■ Text section ■
★ ★ ★ ★ ★

# How to perform a fit with correlated variables

• A
• BillKet

#### BillKet

Hello! I need to perform a fit with several variables and 2 of them are very correlated (above 0.99). The functional form of these 2 variables is something like: ##(p+q)x+qf(x)##, where ##f(x)## contains polynomials and some square roots of x, but the coefficients appearing in ##f(x)## are much smaller than one, for example something like ##10^{-7} x^2## (for completeness, but not very relevant to my questions, this is from fitting the p and q parameters of the lambda doubling in a ##^2\Pi_{1/2}## state in a diatomic molecule). If I keep both p and q as free variables, I end up with some values around p=0.1 and q=0.001 with the error for both on the order of 0.0001 and a very good RMS error for the points used for the fit. If I set q=0 and fix it at zero, the uncertainty on p becomes 10 times smaller, but the RMS error is about 50% bigger. I also tried to fix q at the fitted value i.e. q=0.001 and fit just for p. In this case the RMS was as good as initially (even slightly better) and the uncertainty on p was 10 times smaller than initially. I am not sure what is the best way to present my results. If I let both p and q to vary, the uncertainty on p is big, but it feels like that doesn't reflect the truth, as that error is mainly influenced by q, as they appear as p+q. If I fixed q=0.001, the errors on q and p would be different by a factor of 10 and I am not sure if that makes sense mathematically, as they do appear as p+q. Can someone advice me on what is the best way to proceed? Thank you!

You do not say if you are using linear regression or some other technique. Forward stepwise linear regression would make a model with the highest correlated variable first. Then it would remove the correlated part from the other variables and see if it is statistically reasonable to introduce the remainder into the model. There are techniques called forward selection, backward elimination, and bidirectional elimination.
See https://en.wikipedia.org/wiki/Stepwise_regression
There are critics of these methods, but that is true of all statistical methods. All statistical methods should be used wisely.
If you are using some non-linear model, I think that you could still remove the correlated part of one of your variables and see if the remainder is statistically reasonable to add to the model after the first one is included.

• Twigg
You do not say if you are using linear regression or some other technique. Forward stepwise linear regression would make a model with the highest correlated variable first. Then it would remove the correlated part from the other variables and see if it is statistically reasonable to introduce the remainder into the model. There are techniques called forward selection, backward elimination, and bidirectional elimination.
See https://en.wikipedia.org/wiki/Stepwise_regression
There are critics of these methods, but that is true of all statistical methods. All statistical methods should be used wisely.
I am not sure what you mean by linear regression. Isn't that meant only if the dependence is linear? I am using least squares fitting.

★ ★ ★ ★ ★

(Point annotation dataset records)

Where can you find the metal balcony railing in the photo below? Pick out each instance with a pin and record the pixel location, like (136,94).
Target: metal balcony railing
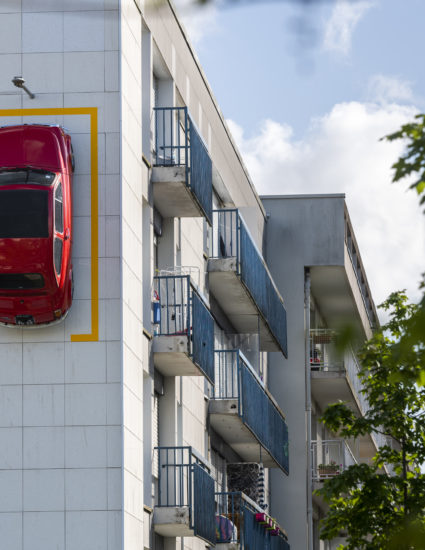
(182,311)
(236,379)
(330,458)
(325,357)
(178,143)
(231,239)
(238,522)
(184,481)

★ ★ ★ ★ ★

■ Goals ■
**A.** In the forum thread, how much bigger does the RMS error become when q is set and fixed at zero?
**B.** Say whether each statement agrees with the forum thread, and quote the words that decide it: (i) With both p and q left free, the errors on both are on the order of 0.0001. (ii) Fixing q at 0.001 and fitting only p made the RMS error noticeably worse. (iii) The two correlated variables have a correlation above 0.99.
Rely on the forum thread alone.

■ Solutions to the problems ■
**A.** About 50% bigger.

**B.**
(i) Yes: "with the error for both on the order of 0.0001"
(ii) No: "In this case the RMS was as good as initially (even slightly better)"
(iii) Yes: "2 of them are very correlated (above 0.99)"